Extract
A healthy man makes about 80 million sperm a day, or 100 a second. But these numbers can change with age, and by season, and dwindle for any number of reasons – if a man gets too hot or has too little sleep, has a car accident or, of course, has sex – suddenly his count lands in the low range.
A good study should have men abstain from ejaculation for two to five days to collect an accurate sample – but it's difficult to know for sure. “The most striking thing missing from [nearly half the papers in the Danish report]was the duration of abstinence prior to the sample collected,” says Vancouver's David Mortimer, past president of the Canadian Fertility and Andrology Society.
In his controversial book The Skeptical Environmentalist, Bjorn Lomborg, a former member of Greenpeace, argues that semen samples collected in the 1930s before the sexual revolution and the birth-control pill should not be compared with those gathered after it: Modern men are far more sexually active, which might also explain why sperm counts seem lower.
Besides, sperm counts are “one of the least useful measures of fertility,” compared with how well a sperm swims and its shape, Dr. Mortimer says. The trouble is that picking individual sperm out of the crowd under a microscope is tricky.
“It's like looking down on a very busy street from the 11th floor on Bay Street – you see cars … but you don't know anything about their engines,” says Sergey Moskovtsev of the Create Fertility Centre in Toronto.
Labs are also notorious for miscounting sperm. Four times a year, the American Association of Bioanalysis sends out batches of the same semen sample to 500 U.S. labs for proficiency testing, Dr. Lamb says. Most fail.
Dr. Mortimer cites a study in which two labs tested a sample from the same man and found that “at the one lab the fellow would be identified as infertile, at another he could be a sperm donor.”
Still, he adds, “I would say there probably is a decline in sperm counts worldwide – but I would not stand up in a court of law and say so.”
Nor can anyone at the moment, says McGill's Dr. Robaire, who also serves as editor-in-chief of the Biology of Reproduction Journal. “I've seen too much garbage, too many bad studies.”
His own reading of the numbers is that counts clearly fell after the Second World War, stabilized and then picked up slightly. The big postwar dip coincides with women picking up smoking, he suspects, as animal studies show maternal smoking can reduce the number of stem cells in the developing male that make sperm. (Danish women had the highest smoking prevalence in Northern Europe after the war, studies find, peaking at about 40 per cent in pregnant women in the 1980s.)
In Canada, meanwhile there have been no national sperm-count studies at all. “No one's bothered to put it together,” Dr. Mortimer says. “The drive has not been there.”
Yet, as the experts like to say, testes are like those old canaries in a coal mine – they die first if there's trouble. “Semen is a reflection of overall health and well-being,” Dr. Moskovtsev says.
Down for the count
Over time, the World Health Organization has dramatically lowered the bar for a normal sperm count, based on sperm concentrations among men who impregnated a woman in a one-year period of unprotected intercourse. The guidelines used to peg the low end of fertility at 60 million sperm per millilitre, Dr. Moskovtsev says. Then it fell to 40, then 20 and in the most recent edition, published last year, it sits at 15 million.
Some researchers worry that this is a move in the wrong direction. In a letter published last week in the journal Science, Dr. Sharpe wrote: “It is time to stop accepting low sperm count as normal and confront the possibility that the fertility of present and future generations is at risk.”

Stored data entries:
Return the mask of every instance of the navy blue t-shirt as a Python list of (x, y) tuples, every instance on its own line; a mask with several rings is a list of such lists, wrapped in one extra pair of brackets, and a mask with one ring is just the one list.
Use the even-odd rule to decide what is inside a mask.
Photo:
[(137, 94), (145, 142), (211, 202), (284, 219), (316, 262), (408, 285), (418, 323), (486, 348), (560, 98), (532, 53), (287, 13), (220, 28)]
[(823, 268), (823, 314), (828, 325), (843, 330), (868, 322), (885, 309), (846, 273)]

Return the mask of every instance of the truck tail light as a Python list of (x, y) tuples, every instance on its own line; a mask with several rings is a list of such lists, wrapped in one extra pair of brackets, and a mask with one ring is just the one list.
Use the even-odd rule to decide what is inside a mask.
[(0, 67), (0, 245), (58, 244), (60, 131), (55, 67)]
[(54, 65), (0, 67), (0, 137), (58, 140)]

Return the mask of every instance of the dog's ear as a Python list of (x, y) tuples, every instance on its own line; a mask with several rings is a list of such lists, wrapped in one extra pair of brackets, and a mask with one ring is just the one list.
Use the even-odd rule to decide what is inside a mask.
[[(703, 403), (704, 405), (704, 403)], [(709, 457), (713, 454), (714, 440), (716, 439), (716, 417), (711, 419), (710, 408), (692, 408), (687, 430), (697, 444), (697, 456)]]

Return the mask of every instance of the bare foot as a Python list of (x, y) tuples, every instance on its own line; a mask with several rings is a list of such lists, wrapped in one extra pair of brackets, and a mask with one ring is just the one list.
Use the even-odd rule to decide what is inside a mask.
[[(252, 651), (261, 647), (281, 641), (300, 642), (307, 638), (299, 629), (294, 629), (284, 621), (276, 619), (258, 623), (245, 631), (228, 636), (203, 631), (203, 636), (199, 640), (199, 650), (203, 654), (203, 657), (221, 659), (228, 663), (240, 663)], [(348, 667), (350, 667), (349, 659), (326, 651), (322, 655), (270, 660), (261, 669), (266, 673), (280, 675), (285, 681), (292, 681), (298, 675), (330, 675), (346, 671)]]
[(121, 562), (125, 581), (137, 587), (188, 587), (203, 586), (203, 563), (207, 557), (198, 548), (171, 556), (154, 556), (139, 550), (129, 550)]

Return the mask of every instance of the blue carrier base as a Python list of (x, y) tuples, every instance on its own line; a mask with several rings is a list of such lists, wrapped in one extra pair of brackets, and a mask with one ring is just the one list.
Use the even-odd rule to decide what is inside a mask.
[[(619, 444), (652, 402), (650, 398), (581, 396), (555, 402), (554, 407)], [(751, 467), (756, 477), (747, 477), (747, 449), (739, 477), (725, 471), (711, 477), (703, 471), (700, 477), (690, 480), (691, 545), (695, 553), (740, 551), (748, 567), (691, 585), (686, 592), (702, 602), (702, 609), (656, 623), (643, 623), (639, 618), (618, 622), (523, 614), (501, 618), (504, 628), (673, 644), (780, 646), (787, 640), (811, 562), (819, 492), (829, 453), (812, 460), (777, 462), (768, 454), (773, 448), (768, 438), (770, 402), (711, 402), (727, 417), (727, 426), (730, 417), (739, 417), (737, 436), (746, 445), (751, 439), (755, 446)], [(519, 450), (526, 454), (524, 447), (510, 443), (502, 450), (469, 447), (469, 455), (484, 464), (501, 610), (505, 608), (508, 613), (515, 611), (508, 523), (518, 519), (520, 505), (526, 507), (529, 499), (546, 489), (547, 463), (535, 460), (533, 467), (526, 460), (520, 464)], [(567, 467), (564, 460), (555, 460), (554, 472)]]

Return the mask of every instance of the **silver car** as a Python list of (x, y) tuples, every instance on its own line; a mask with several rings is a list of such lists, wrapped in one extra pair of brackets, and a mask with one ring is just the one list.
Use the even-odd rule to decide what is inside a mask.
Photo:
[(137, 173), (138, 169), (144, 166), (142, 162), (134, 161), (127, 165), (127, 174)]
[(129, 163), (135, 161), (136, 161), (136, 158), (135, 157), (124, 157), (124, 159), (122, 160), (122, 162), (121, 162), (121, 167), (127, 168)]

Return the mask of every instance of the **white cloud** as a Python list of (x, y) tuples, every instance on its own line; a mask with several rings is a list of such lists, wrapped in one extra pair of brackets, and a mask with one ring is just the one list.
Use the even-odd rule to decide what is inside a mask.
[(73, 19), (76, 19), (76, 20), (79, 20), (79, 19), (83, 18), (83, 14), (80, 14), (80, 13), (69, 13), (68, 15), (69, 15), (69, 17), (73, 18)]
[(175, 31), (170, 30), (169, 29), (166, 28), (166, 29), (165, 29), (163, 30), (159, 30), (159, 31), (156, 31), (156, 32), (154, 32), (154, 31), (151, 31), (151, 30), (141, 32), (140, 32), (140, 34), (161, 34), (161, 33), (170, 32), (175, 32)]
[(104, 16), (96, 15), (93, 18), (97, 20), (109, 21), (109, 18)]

About this exercise
Answer these questions from the text on sperm counts:
1. How many sperm does a healthy man make each second?
2. Which organization sends batches of the same semen sample to 500 U.S. labs four times a year?
3. In the most recent edition of the World Health Organization guidelines, where does the low end of fertility sit?

Output for this exercise
1. About 100.
2. The American Association of Bioanalysis.
3. At 15 million sperm per milliliter.